取り組む課題 -
(a) 駆動機構に関する本文抜粋によると、ローラーチェーンが傷んだとき、天板リングごと交換しなければならないのはなぜか。1〜3文で説明しなさい。
(b) 駆動機構に関する本文抜粋を、最後の段落の後から書き進めなさい。

(58)【調査した分野】(Int.Cl.,DB名)
【発明の概要】
【発明が解決しようとする課題】
【0005】
ローラーチェーンは、ローラーがスプロケットの周面に形成された歯列の歯底に順に嵌まることで従動する。従って、これら動きを円滑に行なうには、ローラーチェーンは、ローラー間の距離が均一且つローラーどうしがスプロケットの回転面に対して水平になるよう天板リングへ装着する必要がある。ローラーチェーンは、天板リングの内面に溶接により装着されるが、ローラーチェーンには遊びがあるから、ローラーチェーンを精度良く天板リングに溶接する作業は非常に手間が掛かる。また、ローラーチェーンの水平度がずれると、スプロケットが上手く噛合しない。これらの結果、スプロケットとローラーチェーンの噛み合いが悪くなり、回転ムラや騒音の発生などに繋がる。
【0006】
また、スプロケットに比べてローラーチェーンの寿命は短い。このため、経年使用によって先にローラーチェーンが傷むが、この際、溶接されたローラーチェーンのみを天板リングから取り外して交換することは困難であるため、天板リングごと交換せざるを得ず、メンテナンス費用が嵩む問題もある。
【0007】
本発明の目的は、静音性を実現すると共にメンテナンス性を向上させることのできる駆動機構を提供することである。
【課題を解決するための手段】
【0008】
本発明に係る駆動機構は、
歯列を有するギアプレートと、
ローラーチェーンユニットを具える原動車であって、前記ローラーチェーンユニットは、前記ギアプレートの前記歯列と噛合する回転自在なフリーローラーを具えたローラーチェーンと、前記ローラーチェーンが周設され、前記フリーローラーを回転自在に支持する回転駆動板と、を含んでいる。
【0009】
前記ローラーチェーンは、対向する内リンク間に回動自在に前記フリーローラーが配置されると共に、隣り合う前記内リンクどうしの外周側を外リンクで連繋しており、
前記回転駆動板は、隣り合う前記外リンク間に噛合すると共に、前記内リンクを外側から挟み込む突出部が周面に形成されたローラーフリースプロケットとすることができる。
【0010】
前記ローラーチェーンは、内リンク間にフリーローラーが回転自在に支持されると共に、外リンクの内周側にアタッチメントが形成されており、
前記回転駆動板は、円板であって、前記ローラーチェーンは、前記フリーローラーが回転自在となるように前記アタッチメントが前記円板に取り付けて構成することができる。
【0011】
前記ローラーチェーンは、対向する内リンク間と対向する外リンク間に、夫々外周側に突出して回動自在なフリーローラーと、前記フリーローラーよりも内周側で前記内リンクと前記外リンクを連繋する支持ローラーが装着されたトップローラーチェーンであって、
前記回転駆動板は、前記支持ローラーが嵌まる歯底を有するローラーフリースプロケットとすることができる。
【0012】
前記ギアプレートは、環状であって内周面に前記歯列を有し、前記原動車は、前記ギアプレートの内周側に配置した構成とすることができる。
【0013】
前記ギアプレートは、環状であって外周面に前記歯列を有し、前記原動車は、前記ギアプレートの外周側に配置することができる。

(ポインティングデータの抜粋)

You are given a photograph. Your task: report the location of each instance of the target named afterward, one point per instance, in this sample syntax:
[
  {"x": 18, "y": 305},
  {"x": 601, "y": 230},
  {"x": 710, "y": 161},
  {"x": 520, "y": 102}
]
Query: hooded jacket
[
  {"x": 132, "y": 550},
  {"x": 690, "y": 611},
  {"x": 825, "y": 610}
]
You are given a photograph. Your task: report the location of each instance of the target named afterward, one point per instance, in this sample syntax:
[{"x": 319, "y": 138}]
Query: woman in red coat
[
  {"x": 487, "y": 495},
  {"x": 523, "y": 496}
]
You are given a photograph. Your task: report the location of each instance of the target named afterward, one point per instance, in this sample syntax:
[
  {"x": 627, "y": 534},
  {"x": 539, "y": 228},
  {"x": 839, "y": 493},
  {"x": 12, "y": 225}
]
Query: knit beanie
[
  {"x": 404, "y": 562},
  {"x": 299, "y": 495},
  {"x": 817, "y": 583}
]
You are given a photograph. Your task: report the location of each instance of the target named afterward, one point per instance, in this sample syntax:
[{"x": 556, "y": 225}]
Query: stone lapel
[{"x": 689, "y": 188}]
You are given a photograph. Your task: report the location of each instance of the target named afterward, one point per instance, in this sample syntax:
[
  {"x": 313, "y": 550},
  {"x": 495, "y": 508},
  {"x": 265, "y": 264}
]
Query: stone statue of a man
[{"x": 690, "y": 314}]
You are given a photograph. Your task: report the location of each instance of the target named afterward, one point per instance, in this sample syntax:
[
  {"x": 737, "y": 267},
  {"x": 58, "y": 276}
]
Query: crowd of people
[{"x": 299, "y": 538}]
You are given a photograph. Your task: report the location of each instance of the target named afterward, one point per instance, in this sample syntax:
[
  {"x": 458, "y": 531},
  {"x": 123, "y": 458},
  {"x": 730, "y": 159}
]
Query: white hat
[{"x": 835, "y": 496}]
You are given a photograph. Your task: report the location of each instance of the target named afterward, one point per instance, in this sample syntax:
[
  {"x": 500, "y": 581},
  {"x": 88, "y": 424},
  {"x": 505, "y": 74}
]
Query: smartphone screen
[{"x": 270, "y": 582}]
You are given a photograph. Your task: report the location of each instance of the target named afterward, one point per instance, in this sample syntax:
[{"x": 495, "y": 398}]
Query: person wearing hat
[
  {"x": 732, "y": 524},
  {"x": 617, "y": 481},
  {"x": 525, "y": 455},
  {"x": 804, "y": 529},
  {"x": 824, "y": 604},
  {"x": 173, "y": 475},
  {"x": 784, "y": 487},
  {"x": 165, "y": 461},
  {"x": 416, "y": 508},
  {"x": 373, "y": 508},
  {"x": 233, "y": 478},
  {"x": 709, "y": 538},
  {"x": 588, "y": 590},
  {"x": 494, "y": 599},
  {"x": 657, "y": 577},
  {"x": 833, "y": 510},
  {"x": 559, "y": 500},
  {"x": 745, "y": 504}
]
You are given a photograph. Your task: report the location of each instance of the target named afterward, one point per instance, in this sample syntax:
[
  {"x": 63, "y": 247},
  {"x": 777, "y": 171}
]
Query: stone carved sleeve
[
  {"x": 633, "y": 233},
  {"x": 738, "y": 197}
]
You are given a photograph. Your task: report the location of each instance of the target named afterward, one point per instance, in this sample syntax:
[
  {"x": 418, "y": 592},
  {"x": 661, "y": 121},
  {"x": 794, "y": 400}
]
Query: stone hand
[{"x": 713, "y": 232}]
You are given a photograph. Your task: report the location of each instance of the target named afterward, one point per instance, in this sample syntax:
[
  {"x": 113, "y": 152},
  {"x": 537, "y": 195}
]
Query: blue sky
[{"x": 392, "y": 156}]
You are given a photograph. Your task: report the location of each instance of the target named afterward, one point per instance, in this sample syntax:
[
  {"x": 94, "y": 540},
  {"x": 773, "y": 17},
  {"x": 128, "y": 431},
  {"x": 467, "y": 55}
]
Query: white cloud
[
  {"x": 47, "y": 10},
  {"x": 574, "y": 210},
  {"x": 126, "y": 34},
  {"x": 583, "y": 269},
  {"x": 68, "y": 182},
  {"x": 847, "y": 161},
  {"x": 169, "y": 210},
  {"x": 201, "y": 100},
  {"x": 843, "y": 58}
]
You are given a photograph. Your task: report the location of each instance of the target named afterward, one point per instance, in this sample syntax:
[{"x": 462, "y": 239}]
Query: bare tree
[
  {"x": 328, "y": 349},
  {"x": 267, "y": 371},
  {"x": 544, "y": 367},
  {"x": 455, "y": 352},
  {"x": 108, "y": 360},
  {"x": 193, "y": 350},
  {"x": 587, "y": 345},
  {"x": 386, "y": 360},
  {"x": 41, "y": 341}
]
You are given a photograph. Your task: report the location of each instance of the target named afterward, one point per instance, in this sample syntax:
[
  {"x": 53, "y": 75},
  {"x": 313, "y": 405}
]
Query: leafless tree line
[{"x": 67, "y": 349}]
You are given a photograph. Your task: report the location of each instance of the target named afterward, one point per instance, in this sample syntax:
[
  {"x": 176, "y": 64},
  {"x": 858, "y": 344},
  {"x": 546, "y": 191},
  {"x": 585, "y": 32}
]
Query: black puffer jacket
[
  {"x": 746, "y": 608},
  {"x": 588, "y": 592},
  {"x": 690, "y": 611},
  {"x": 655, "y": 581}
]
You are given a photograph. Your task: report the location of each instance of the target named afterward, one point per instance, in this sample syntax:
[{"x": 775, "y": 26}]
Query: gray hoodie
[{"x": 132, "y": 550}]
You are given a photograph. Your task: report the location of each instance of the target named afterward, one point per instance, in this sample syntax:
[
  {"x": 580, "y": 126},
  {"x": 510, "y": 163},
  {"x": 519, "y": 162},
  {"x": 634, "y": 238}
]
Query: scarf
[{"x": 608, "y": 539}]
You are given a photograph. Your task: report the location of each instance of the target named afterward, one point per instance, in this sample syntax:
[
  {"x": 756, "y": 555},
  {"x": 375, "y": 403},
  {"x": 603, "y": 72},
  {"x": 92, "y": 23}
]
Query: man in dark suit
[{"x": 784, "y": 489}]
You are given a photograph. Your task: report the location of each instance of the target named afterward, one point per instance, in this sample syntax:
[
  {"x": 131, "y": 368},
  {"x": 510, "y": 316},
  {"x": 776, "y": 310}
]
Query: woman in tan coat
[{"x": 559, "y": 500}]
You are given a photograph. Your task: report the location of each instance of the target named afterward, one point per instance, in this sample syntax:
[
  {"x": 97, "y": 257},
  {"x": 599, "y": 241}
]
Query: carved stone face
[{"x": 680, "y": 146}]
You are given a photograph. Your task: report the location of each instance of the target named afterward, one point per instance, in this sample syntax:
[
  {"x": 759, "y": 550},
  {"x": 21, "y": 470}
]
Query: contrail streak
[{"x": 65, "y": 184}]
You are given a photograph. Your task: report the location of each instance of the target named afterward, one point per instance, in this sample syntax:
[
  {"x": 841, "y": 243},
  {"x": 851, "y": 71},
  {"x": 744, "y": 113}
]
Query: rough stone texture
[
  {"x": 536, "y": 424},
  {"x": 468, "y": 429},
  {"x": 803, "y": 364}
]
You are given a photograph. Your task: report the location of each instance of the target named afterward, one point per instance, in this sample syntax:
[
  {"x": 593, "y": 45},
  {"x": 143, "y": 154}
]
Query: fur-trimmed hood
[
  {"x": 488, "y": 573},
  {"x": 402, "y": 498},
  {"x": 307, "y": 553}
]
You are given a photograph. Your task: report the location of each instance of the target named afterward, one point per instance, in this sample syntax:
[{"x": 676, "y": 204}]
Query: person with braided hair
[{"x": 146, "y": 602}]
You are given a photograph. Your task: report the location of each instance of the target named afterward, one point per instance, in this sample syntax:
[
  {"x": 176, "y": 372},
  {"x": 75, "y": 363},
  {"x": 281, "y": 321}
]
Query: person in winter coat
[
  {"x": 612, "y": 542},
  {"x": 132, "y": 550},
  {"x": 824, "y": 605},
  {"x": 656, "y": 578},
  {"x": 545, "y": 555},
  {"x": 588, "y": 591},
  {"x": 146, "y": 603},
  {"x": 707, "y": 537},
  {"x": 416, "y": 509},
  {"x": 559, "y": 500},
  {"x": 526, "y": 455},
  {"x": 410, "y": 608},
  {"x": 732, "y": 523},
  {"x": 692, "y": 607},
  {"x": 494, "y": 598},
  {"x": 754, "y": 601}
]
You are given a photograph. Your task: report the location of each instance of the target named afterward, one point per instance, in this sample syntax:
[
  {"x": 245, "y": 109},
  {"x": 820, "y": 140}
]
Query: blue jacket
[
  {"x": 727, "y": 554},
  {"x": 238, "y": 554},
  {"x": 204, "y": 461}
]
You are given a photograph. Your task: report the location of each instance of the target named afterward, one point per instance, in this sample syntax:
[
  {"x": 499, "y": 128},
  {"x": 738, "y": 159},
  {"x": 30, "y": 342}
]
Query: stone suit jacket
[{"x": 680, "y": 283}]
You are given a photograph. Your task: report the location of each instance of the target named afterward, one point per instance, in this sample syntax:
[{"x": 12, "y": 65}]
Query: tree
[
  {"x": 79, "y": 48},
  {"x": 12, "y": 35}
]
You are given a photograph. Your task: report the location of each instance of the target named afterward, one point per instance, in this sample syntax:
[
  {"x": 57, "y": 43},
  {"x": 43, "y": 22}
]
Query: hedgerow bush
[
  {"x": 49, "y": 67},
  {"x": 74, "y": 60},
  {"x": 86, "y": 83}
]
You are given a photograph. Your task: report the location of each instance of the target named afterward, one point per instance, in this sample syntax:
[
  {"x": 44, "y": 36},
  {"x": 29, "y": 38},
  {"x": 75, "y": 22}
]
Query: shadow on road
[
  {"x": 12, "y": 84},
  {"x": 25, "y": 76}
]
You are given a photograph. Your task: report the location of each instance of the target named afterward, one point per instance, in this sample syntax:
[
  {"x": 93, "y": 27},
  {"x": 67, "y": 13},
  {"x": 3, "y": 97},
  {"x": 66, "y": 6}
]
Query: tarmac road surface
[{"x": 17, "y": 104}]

演習の結果 -
(a) 天板リングに溶接されたローラーチェーンだけを取り外して交換することが困難だからである。ローラーチェーンはスプロケットより寿命が短く、経年使用で先に傷む。そのため天板リングごと交換せざるを得ず、メンテナンス費用が嵩む。

(b)
【0014】
前記ギアプレートは、前記歯列が直線状に並んで形成した構成とすることができる。
【0015】
前記ローラーチェーンユニットと、前記ギアプレートは夫々複数配備されており、
前記原動車は、複数の前記ローラーチェーンユニットを並設してなり、
複数の前記ギアプレートは、各々の前記ローラーチェーンユニットの前記ローラーチェーンに噛合した構成とすることができる。
【0016】
複数の前記ギアプレートは、歯列の位相を僅かにずらして配置することができる。
【発明の効果】
【0017】
本発明の駆動機構は、原動車は、回転駆動板にローラーチェーンを巻き付けた構成としたことで、周設するローラーチェーンの長さを短くすることができ、また、その取付けを簡便にすることができる。さらに、歯列に比べて寿命の短いローラーチェーンが傷んだとしても、ギアプレートに比べて小部品である原動車のみ又はローラーチェーンのみを取り外して交換することができるから、メンテナンス性に極めてすぐれる。
【0018】
また、原動車は、フリーローラーがギアプレートの歯列と当接して噛合し、ギアプレートを直動又は回転させる構成としている。フリーローラーは、ローラーチェーンに対して回転自在であるから、ギアプレートと接触し噛合するときに転がり接触し、これらの噛み合いの際に生ずる騒音や摩擦を低減できる。
【0019】
また、ギアプレートは、ローラーチェーンに比べて水平度を出し易いから、ギアプレートに形成された歯列は、原動車の回転面に対して容易に平行に調整できる。従って、原動車のローラーチェーンをギアプレートの歯列と上手く噛み合わせることができ、回転ムラを抑え、静音性を高めることができる。
【0020】
回転駆動板にローラーフリースプロケットを装着することで、外リンクがローラーフリースプロケットの突出部間に嵌まり、当該突出部が隣り合う外リンク間に噛合するようにローラーチェーンを巻き付け、ジョイントリンクでローラーチェーンの端部どうしを連結するだけで原動車を構成することができる。そして、ローラーチェーンが傷んだ場合は、ローラーフリースプロケットからジョイントリンクを外してローラーチェーンのみを取り外して交換することができるから、メンテナンス性のさらなる向上を達成できる。
【0021】
また、ローラーチェーンの外リンク内周側にアタッチメントを形成し、アタッチメントを円板からなる回転駆動板に装着する構成を採用すると、同様に簡便に原動車を構成でき、メンテナンス性にもすぐれる。
【0022】
さらに、トップローラーチェーンを原動車に採用することで、回転駆動板となるローラーフリースプロケットは市販のスプロケットを採用することができる。そして、トップローラーがギアプレートの歯列の歯底に嵌まるため、静音性を可及的に向上できる。トップローラーを樹脂製にすることで、静音性をさらに高めることができる。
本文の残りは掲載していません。